▸ Exercise details
Transcribe all the entries word for word, skipping the pictures.

################

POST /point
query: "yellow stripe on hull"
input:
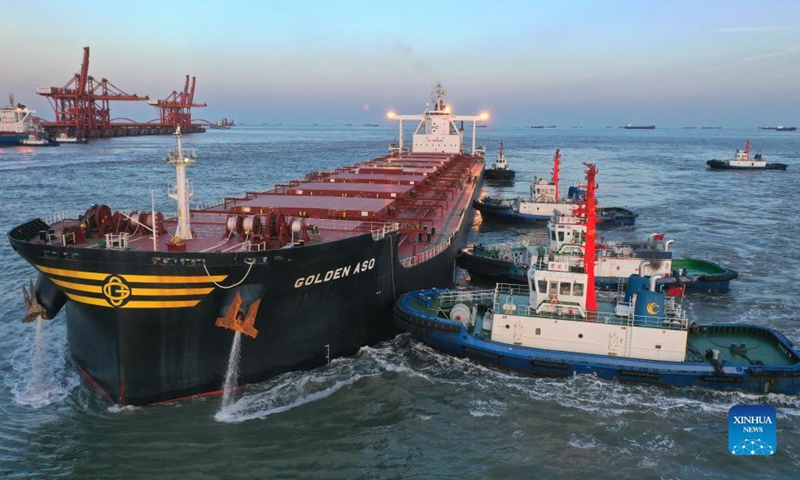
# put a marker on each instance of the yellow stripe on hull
(100, 302)
(147, 292)
(133, 278)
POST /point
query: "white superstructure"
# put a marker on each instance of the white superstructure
(16, 118)
(500, 163)
(437, 131)
(743, 159)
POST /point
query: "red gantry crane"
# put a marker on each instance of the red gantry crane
(81, 106)
(82, 109)
(176, 110)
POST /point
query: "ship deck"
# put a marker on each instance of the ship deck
(424, 196)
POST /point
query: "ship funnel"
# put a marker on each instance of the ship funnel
(641, 267)
(653, 280)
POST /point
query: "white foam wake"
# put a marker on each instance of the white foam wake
(41, 374)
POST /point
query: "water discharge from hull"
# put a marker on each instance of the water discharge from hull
(40, 373)
(231, 377)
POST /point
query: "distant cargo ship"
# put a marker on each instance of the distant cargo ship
(15, 123)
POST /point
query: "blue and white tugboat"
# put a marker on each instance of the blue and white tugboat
(499, 170)
(559, 326)
(509, 262)
(743, 161)
(544, 201)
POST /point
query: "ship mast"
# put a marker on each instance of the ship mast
(588, 210)
(556, 160)
(181, 191)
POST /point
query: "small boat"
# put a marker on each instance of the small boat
(63, 137)
(509, 262)
(34, 140)
(543, 201)
(15, 123)
(742, 161)
(499, 170)
(558, 325)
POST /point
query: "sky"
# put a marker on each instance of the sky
(673, 63)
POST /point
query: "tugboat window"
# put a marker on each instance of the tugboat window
(542, 286)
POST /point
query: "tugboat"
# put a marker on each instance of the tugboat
(744, 162)
(499, 170)
(15, 123)
(543, 201)
(307, 271)
(558, 325)
(509, 263)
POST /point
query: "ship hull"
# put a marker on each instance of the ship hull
(453, 338)
(723, 165)
(11, 139)
(312, 304)
(498, 174)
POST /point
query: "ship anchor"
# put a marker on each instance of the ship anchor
(33, 309)
(236, 321)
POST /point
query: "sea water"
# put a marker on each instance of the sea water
(400, 409)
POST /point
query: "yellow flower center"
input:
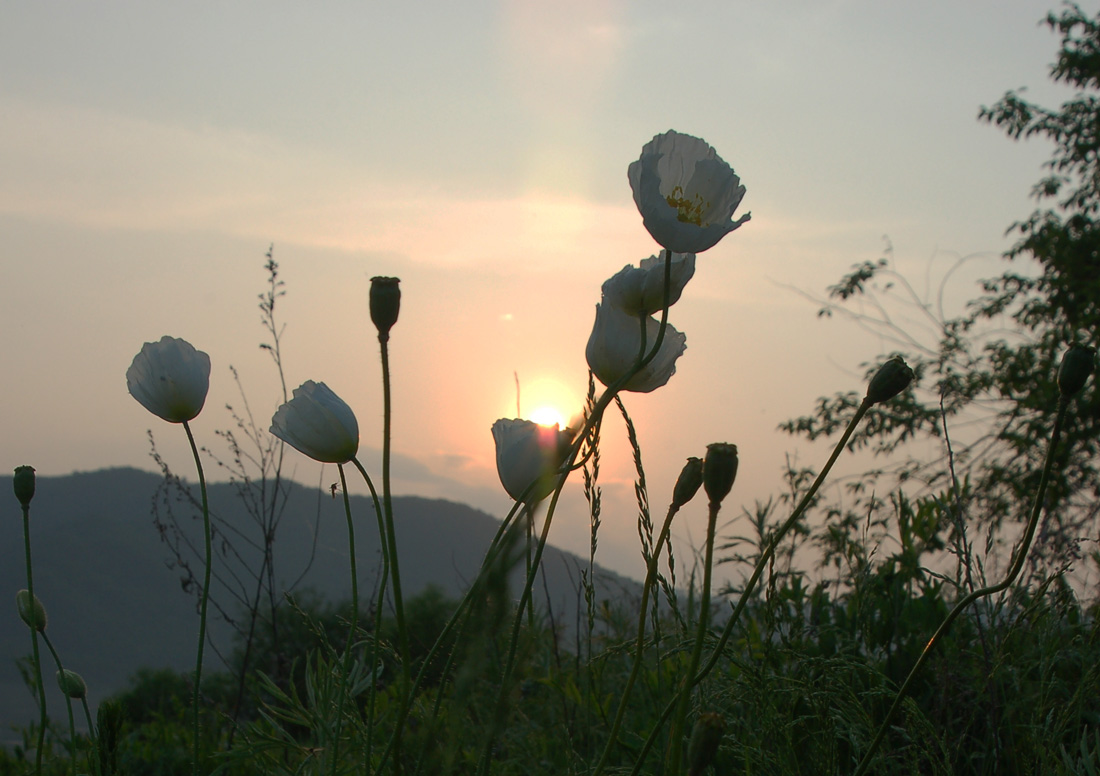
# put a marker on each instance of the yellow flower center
(688, 210)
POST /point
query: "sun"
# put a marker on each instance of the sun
(548, 416)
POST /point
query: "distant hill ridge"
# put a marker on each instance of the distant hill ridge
(114, 604)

################

▸ Exercise result
POST /point
query: "yellow stripe on hull"
input:
# put a marker on each instance of the yellow stripe on hull
(100, 302)
(147, 292)
(133, 278)
POST /point
query: "white superstructure"
# put a marker on each instance of the white superstructure
(16, 118)
(500, 163)
(437, 131)
(743, 159)
POST /point
query: "red gantry crane"
# put a marker on each instance of the red gantry crane
(81, 106)
(82, 109)
(176, 110)
POST /point
query: "ship deck"
# put a marker on each instance of the ship deck
(424, 196)
POST /point
query: "ship funnel"
# put a marker on each instance of the ship funnel
(641, 267)
(653, 280)
POST /point
query: "white foam wake"
# put a marker on each instance of the white foam wake
(41, 374)
POST /point
query: "water discharge from hull"
# put a marker on each instance of the water discharge from hull
(40, 373)
(231, 377)
POST /point
query: "distant cargo ship"
# put a marker on each instance of the distant cargo ship
(15, 123)
POST /point
query: "blue and white tugboat"
# put a marker on each instance of the blue and white tugboat
(499, 170)
(559, 326)
(509, 262)
(743, 161)
(544, 201)
POST /point
query: "ship mast"
# put a marker on each instance of the ship mast
(588, 210)
(556, 160)
(181, 191)
POST /point
query: "small boat"
# put a marker on each instance of the small boat
(63, 137)
(509, 262)
(34, 140)
(543, 201)
(15, 123)
(742, 161)
(499, 170)
(558, 325)
POST /point
query: "sky"
# put a marker on each instance of the sky
(673, 63)
POST /point
query: "tugboat window"
# put a marker on each instance of the tugboat window
(542, 286)
POST /point
query: "tugboat"
# put a marker on each instance of the tugboat
(744, 162)
(499, 170)
(15, 123)
(543, 201)
(307, 271)
(558, 325)
(509, 263)
POST /point
query: "ship hull"
# put a marker on each instance of the ship hull
(453, 338)
(723, 165)
(11, 139)
(312, 304)
(498, 174)
POST /point
query: "ship anchor"
# put a marker on each instance of the ship anchor
(33, 309)
(236, 321)
POST /point
query: "sea water"
# put a marker on each instance of the sea water
(400, 409)
POST /point
query: "yellow flower center"
input:
# put a marker on each instance of the yellow flower center
(688, 210)
POST /point
query: "sun"
# put a marker on each instance of the sun
(548, 416)
POST /point
query: "distant hill ridge"
# put a marker on each instance of the distant hill ridge
(114, 604)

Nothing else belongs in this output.